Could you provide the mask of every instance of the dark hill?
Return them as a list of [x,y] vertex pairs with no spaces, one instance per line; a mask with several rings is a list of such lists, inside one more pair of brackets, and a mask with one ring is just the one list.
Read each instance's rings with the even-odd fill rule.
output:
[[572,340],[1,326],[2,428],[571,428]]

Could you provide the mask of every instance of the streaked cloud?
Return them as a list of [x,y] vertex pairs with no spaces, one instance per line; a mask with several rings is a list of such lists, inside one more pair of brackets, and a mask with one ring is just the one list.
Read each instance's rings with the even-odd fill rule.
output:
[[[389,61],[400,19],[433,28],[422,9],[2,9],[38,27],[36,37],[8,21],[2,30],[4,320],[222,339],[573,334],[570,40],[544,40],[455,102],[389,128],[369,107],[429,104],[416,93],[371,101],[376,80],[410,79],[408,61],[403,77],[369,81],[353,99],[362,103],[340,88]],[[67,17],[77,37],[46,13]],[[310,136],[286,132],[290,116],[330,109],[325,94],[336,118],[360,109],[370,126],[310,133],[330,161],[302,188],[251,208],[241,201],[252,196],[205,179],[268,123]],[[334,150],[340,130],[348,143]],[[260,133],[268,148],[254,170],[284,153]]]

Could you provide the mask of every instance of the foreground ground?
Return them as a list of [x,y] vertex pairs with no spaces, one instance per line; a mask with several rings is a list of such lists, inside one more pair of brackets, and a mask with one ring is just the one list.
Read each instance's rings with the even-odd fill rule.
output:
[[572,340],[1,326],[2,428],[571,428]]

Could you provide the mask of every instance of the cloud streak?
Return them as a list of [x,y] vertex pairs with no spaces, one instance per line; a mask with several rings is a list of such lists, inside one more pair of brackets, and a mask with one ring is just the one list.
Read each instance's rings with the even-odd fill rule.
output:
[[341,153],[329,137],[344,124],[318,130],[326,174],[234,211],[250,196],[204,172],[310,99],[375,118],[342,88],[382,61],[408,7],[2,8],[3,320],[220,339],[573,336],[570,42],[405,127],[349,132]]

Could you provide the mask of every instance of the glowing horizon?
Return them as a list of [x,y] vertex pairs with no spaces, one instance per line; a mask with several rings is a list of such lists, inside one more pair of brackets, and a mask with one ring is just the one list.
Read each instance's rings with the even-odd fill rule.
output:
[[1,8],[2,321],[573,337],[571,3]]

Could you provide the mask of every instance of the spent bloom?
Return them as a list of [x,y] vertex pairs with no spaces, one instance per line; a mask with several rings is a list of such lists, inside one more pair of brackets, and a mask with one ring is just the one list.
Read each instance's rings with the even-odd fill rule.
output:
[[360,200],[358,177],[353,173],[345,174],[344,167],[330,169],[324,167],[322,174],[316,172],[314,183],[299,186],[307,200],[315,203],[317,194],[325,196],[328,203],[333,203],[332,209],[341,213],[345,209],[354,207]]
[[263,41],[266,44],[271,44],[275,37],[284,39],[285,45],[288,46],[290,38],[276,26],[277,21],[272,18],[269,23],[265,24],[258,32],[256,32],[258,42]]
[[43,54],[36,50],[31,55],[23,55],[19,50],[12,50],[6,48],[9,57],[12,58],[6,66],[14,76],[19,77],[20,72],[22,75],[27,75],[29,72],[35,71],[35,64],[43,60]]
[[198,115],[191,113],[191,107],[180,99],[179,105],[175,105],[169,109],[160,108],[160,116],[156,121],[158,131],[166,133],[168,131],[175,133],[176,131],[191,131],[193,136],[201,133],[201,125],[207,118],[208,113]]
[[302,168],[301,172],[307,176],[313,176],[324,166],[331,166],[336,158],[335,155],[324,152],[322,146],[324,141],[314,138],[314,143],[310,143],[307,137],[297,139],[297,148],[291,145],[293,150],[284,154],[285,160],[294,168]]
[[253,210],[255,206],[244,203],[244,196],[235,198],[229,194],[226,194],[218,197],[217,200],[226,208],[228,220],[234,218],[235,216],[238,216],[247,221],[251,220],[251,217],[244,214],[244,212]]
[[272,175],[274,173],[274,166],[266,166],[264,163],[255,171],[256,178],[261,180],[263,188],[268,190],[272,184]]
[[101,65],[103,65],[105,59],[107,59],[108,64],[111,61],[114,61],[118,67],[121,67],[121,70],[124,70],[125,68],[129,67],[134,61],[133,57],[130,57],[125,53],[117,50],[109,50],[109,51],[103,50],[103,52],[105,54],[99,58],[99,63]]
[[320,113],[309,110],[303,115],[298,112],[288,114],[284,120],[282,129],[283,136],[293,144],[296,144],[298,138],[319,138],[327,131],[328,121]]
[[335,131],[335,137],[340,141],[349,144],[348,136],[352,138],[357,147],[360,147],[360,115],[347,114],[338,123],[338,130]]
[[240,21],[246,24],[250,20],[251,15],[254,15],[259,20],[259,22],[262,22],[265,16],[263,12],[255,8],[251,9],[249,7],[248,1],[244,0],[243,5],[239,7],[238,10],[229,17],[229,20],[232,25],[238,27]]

* * * * * * *

▶ Written exercise: Shift the stretch from the line containing "Could you provide the mask of every instance of the glowing" through the line containing "[[1,8],[2,321],[573,337],[571,3]]" by adding 13 to every vertex coordinate in its answer. Write out that whole stretch again, requests included.

▶ Output of the task:
Could you provide the mask of every instance of the glowing horizon?
Return them as a list of [x,y] vertex pairs with no spaces, one instance per line; a mask with several rings is a list of such lists, inside one more pair of brackets, and a mask with one ring is just the one list.
Read each instance's rings with the even-odd fill rule.
output:
[[14,21],[15,334],[586,350],[584,16]]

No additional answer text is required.